Saturday, 7/14/01 - Saturday, 7/28/01 - Hanging Out West
I spent a week at the Taos Writers Conference, the weekend taking a workshop on magazine writing, and then a week taking a workshop about "place" which I hoped would help my travel writing. Speaking with other writers and aspiring writers was a good thing for me.
My original hope was to attend the workshop led by Pam Houston, the incredible writer whose three books I've picked up during my travels and have read, given away, bought again, and re-read - Cowboys Are My Weakness, Waltzing the Cat and A Little More About Me. Every time I checked, the workshops were full, but I decided that just being in close proximity to her would mean at least the possibility of meeting her. Her books were inspiring me to be more honest in my writing, less cautious, and I wanted to be able to tell her that, to thank her.
The entire week went by, and I couldn't get the courage up to speak with her. The workshop was good, and I did a short reading, volunteering to go first on the first day. But each time I saw Pam, I couldn't say anything.

- Written instruction A:
In the records, reproduce word for word the part that opens with the line containing "Let me know if the painted" and closes with the line containing "[0,128,450,267]", including both of those lines.

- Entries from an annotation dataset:

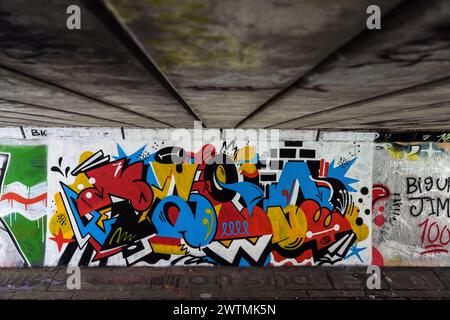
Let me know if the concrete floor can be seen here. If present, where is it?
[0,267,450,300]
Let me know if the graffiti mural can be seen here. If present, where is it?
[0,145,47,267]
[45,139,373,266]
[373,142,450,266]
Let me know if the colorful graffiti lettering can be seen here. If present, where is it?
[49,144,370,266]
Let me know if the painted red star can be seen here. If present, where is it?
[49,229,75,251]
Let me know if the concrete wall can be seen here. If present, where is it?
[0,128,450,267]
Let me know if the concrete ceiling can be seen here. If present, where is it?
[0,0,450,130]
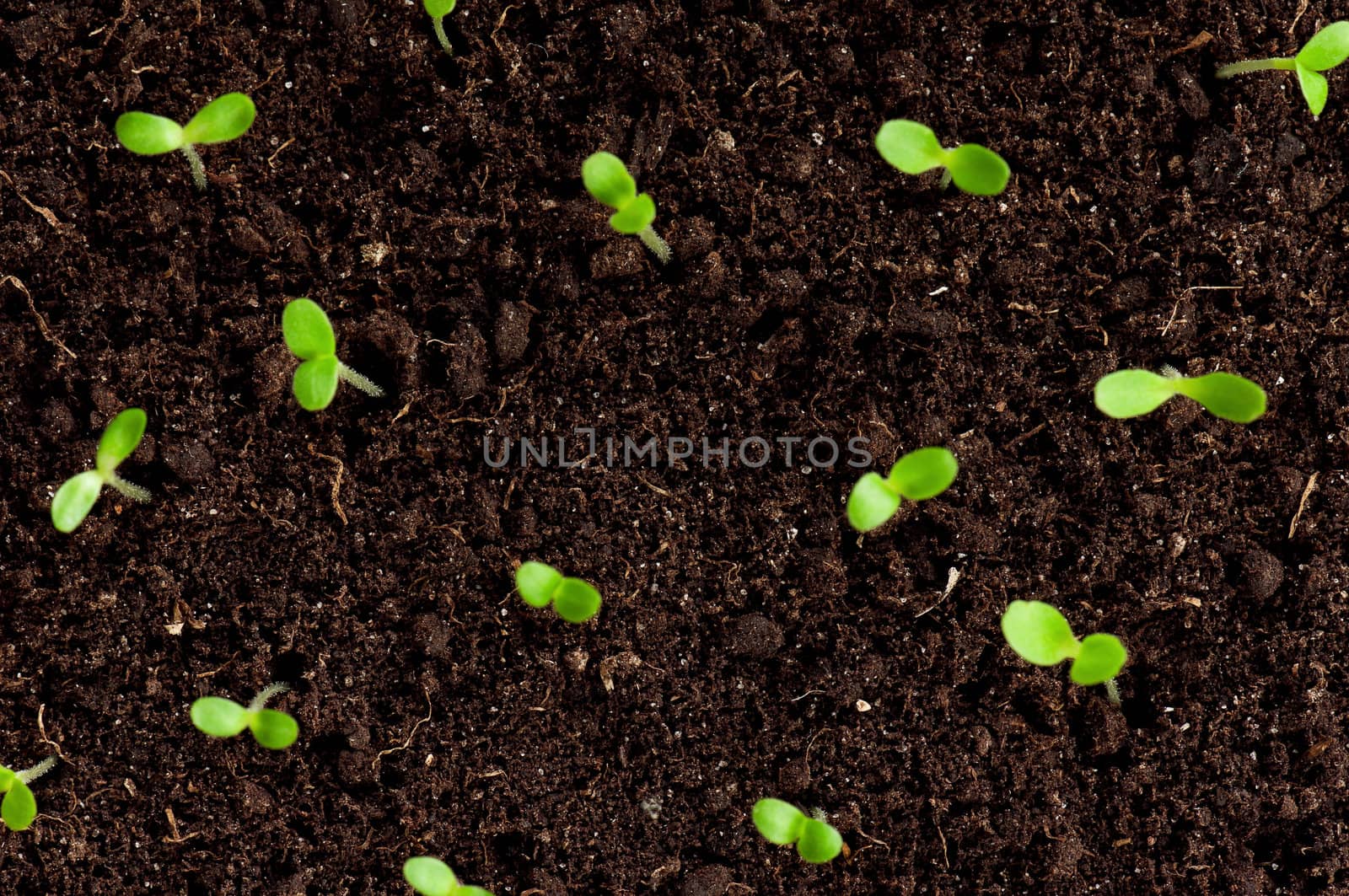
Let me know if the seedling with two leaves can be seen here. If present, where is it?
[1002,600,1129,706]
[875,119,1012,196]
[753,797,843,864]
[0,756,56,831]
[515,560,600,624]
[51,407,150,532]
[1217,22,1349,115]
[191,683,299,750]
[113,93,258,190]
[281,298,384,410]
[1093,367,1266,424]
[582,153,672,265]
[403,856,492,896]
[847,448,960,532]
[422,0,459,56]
---
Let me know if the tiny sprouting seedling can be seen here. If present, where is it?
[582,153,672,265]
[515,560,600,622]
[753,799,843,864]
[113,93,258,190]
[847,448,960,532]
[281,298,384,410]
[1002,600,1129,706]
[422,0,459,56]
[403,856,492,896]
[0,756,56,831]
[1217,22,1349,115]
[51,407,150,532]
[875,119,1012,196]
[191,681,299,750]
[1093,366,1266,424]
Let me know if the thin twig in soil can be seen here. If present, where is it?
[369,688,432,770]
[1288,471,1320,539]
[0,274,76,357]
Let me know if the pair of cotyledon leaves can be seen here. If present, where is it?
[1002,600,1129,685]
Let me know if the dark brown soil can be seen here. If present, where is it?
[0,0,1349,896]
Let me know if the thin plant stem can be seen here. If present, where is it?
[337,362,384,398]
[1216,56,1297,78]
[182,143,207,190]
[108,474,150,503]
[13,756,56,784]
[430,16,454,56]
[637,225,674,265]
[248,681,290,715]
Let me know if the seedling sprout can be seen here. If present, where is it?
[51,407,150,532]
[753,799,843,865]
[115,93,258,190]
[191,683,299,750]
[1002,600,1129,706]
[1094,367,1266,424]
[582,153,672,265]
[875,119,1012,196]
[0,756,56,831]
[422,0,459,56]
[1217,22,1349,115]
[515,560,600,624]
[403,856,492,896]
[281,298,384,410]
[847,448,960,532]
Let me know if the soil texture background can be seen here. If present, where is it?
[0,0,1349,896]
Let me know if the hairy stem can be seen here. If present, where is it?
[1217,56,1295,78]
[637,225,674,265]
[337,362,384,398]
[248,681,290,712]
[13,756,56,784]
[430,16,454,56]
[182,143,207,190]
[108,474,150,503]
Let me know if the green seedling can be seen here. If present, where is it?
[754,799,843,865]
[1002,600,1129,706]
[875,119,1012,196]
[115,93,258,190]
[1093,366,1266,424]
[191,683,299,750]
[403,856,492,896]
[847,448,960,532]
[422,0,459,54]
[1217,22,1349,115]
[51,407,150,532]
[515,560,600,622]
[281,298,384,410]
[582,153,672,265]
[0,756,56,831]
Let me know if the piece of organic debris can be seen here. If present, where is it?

- Written instruction B:
Which book titles by Pam Houston does the Taos conference entry name?

- Final result A:
Let me know if the painted red star can be seen here. If present, where is it?
[49,229,75,251]
Let me know if the concrete wall can be seen here. If present, where is it?
[0,128,450,267]

- Final result B:
Cowboys Are My Weakness
Waltzing the Cat
A Little More About Me